Given exercise
Select each line of the items below that contains the word "walking".

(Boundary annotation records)

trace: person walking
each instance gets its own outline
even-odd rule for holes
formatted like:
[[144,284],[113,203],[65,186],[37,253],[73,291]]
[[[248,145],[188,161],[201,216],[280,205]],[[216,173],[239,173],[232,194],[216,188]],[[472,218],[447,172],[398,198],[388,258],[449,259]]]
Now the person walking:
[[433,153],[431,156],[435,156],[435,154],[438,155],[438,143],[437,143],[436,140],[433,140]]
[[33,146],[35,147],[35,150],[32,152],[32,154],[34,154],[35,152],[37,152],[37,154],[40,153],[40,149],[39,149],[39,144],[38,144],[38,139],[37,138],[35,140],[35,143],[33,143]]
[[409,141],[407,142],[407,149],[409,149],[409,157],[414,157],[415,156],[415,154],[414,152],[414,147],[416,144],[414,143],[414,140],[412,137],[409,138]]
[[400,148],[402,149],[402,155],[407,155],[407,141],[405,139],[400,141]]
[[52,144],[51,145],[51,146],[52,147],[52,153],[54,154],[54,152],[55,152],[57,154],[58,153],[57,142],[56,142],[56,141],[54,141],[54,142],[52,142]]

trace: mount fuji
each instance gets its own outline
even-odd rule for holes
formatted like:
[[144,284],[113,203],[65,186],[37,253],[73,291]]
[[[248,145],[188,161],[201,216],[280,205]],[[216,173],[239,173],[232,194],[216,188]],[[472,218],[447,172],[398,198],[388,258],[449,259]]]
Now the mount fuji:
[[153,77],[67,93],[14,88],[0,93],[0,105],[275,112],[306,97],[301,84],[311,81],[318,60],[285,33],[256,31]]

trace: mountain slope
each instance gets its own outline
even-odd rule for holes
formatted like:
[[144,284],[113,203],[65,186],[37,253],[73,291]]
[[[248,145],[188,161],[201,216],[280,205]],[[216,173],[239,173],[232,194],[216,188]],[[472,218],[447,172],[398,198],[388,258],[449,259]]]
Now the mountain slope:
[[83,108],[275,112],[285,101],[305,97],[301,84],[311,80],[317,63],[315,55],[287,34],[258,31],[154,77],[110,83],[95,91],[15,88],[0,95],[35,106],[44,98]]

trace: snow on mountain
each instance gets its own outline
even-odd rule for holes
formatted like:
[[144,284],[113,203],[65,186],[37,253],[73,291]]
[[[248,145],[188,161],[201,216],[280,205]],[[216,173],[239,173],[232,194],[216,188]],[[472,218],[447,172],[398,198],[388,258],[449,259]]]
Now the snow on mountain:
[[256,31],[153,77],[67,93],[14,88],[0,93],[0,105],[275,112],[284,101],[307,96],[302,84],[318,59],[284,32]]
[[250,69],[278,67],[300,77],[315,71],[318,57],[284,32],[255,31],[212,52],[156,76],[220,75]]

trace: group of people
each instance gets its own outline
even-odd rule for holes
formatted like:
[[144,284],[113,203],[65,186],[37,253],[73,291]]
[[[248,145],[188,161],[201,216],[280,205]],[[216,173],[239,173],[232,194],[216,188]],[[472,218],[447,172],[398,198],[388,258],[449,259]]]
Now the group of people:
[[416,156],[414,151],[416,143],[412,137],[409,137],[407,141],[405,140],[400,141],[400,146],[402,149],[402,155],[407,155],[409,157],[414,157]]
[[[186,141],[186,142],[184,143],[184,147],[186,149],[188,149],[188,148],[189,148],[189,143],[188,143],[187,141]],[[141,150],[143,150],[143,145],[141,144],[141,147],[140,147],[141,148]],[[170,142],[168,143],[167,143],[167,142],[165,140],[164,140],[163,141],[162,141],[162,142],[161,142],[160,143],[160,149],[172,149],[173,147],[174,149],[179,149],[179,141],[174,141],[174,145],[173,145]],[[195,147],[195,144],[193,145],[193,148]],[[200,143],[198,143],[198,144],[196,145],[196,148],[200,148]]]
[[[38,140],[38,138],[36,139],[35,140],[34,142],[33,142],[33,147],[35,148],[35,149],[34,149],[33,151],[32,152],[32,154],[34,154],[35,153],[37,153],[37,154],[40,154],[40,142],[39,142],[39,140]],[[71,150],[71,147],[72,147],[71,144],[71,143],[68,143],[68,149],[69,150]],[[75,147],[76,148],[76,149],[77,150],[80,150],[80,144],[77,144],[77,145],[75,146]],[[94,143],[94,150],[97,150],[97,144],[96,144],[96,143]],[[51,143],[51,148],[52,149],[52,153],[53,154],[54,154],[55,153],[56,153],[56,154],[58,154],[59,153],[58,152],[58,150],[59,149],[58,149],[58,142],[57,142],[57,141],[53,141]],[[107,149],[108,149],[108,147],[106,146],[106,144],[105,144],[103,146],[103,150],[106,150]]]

Task result
trace: person walking
Now the person walking:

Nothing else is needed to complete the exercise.